終身タイプと定期タイプのがん保険は、保障内容については原則として差はありません。違いは保険料にあります。終身タイプの場合は、払込期間中の保険料は変わりません。一方定期タイプは更新のたびに保険料が上がっていきます。

終身タイプの特徴終身タイプは保険期間が終身であり、保険料は有期払でも終身払でも払込期間中は変わりません。そのため、同じ保障内容の定期タイプと比較すると、保険料が割高になります。ただし、たとえば平均寿命まで契約を継続した場合、保険料の支払総額は、終身タイプの方が割安になります。この点は後で詳しく解説します。
定期タイプの特徴定期タイプは、保険期間が10年などの一定期間です。満期を越えて保障を継続するには更新する必要があり、更新すれば保険料は上がります。特に高齢になればなるほど、保険料の上がる割合は高くなります。また、保険料率も当初契約時のものではなく更新時のものが適用されます。

保障内容が同じであれば、加入当初の保険料は、終身タイプよりも割安です。しかし更新できる年齢に上限がある商品もあるため、定期タイプの保険に生涯入り続けることはできない可能性もあります。 がん保険全体を見渡してみると、現在は、終身タイプのほうが多いようです。

[データの中身]
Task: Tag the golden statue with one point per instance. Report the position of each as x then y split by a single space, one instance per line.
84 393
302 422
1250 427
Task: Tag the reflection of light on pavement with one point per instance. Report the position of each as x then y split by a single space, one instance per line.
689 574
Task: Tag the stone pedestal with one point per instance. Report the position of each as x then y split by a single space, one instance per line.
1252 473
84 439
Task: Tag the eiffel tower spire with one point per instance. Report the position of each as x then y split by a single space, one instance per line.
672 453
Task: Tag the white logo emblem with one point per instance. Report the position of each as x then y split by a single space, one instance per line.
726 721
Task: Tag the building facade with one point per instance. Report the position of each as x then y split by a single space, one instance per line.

==

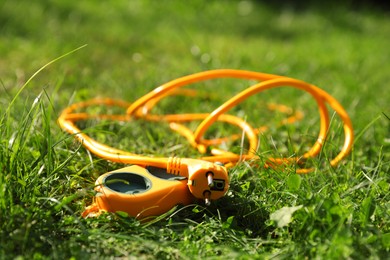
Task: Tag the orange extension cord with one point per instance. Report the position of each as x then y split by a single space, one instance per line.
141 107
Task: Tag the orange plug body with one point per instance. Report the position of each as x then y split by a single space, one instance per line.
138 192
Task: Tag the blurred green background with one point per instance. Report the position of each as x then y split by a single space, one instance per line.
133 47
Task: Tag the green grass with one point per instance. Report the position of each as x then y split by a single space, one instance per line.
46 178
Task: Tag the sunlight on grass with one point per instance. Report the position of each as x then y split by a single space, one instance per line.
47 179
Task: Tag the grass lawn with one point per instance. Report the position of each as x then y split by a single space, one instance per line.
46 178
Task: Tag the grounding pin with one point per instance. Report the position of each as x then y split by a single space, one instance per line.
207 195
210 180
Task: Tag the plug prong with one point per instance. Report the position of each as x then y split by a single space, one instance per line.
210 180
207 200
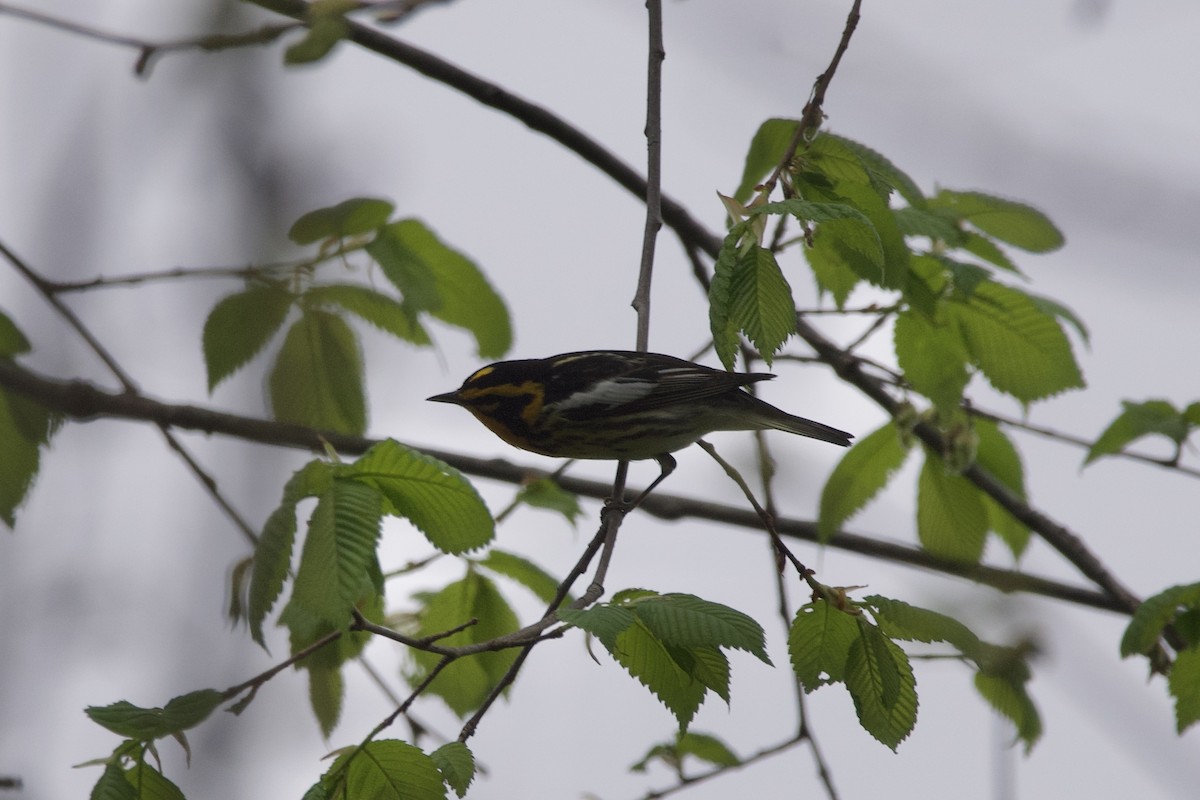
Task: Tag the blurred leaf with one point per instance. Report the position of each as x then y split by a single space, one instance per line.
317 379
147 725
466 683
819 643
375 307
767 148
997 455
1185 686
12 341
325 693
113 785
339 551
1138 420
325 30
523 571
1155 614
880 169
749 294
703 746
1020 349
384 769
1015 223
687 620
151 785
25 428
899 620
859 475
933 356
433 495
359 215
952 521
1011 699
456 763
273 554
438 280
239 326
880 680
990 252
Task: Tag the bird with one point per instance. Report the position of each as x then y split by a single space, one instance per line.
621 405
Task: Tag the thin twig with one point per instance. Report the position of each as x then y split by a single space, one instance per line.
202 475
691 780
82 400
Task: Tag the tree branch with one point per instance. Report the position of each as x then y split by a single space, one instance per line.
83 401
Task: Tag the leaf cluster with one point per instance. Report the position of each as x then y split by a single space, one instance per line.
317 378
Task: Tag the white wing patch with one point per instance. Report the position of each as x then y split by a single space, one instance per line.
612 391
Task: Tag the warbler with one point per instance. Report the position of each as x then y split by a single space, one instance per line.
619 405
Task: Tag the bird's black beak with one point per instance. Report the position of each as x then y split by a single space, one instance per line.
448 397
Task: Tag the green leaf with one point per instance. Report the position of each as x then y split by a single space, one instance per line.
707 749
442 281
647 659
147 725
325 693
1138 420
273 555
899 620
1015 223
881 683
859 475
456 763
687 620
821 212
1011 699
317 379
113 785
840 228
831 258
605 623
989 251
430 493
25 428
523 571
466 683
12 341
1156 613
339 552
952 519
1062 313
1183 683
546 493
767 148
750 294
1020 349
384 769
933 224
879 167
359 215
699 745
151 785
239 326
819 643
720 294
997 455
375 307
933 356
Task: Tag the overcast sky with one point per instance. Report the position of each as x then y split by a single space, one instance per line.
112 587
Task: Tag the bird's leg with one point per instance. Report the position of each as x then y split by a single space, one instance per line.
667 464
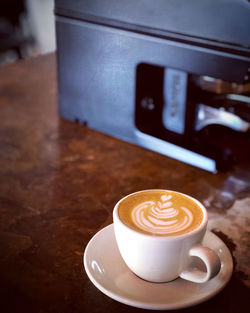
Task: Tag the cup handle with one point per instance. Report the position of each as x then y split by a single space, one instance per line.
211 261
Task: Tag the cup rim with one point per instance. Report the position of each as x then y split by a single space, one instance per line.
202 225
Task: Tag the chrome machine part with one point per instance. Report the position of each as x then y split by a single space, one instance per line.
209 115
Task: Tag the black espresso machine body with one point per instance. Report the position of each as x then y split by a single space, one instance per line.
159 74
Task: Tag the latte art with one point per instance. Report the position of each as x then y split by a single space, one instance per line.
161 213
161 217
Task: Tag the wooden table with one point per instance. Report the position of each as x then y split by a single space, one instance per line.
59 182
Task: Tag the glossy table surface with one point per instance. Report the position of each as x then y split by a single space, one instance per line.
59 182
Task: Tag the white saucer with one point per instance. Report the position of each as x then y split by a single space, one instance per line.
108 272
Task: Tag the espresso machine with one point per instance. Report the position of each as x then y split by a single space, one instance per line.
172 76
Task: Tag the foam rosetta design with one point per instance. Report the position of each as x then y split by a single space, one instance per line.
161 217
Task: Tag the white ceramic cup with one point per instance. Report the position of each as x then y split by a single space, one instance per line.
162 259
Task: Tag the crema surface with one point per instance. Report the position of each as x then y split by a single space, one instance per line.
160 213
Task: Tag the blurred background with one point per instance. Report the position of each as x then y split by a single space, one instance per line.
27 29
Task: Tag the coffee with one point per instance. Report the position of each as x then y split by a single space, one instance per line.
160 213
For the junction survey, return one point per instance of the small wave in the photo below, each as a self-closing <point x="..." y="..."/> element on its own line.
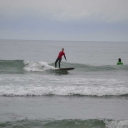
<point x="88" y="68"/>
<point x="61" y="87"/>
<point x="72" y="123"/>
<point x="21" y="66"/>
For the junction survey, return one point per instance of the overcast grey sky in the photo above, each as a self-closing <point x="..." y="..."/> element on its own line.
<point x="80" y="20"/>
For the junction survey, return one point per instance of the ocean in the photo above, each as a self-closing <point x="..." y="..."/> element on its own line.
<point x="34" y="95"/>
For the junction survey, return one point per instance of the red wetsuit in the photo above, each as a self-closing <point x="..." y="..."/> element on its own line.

[やること]
がん保険の文章で、「終身タイプの特徴終身タイプは」から始まって「の点は後で詳しく解説します。」で終わる部分を、「保険料」を「掛け金」に言い換えて書き直してください。

[答え]
終身タイプの特徴終身タイプは保険期間が終身であり、掛け金は有期払でも終身払でも払込期間中は変わりません。そのため、同じ保障内容の定期タイプと比較すると、掛け金が割高になります。ただし、たとえば平均寿命まで契約を継続した場合、掛け金の支払総額は、終身タイプの方が割安になります。この点は後で詳しく解説します。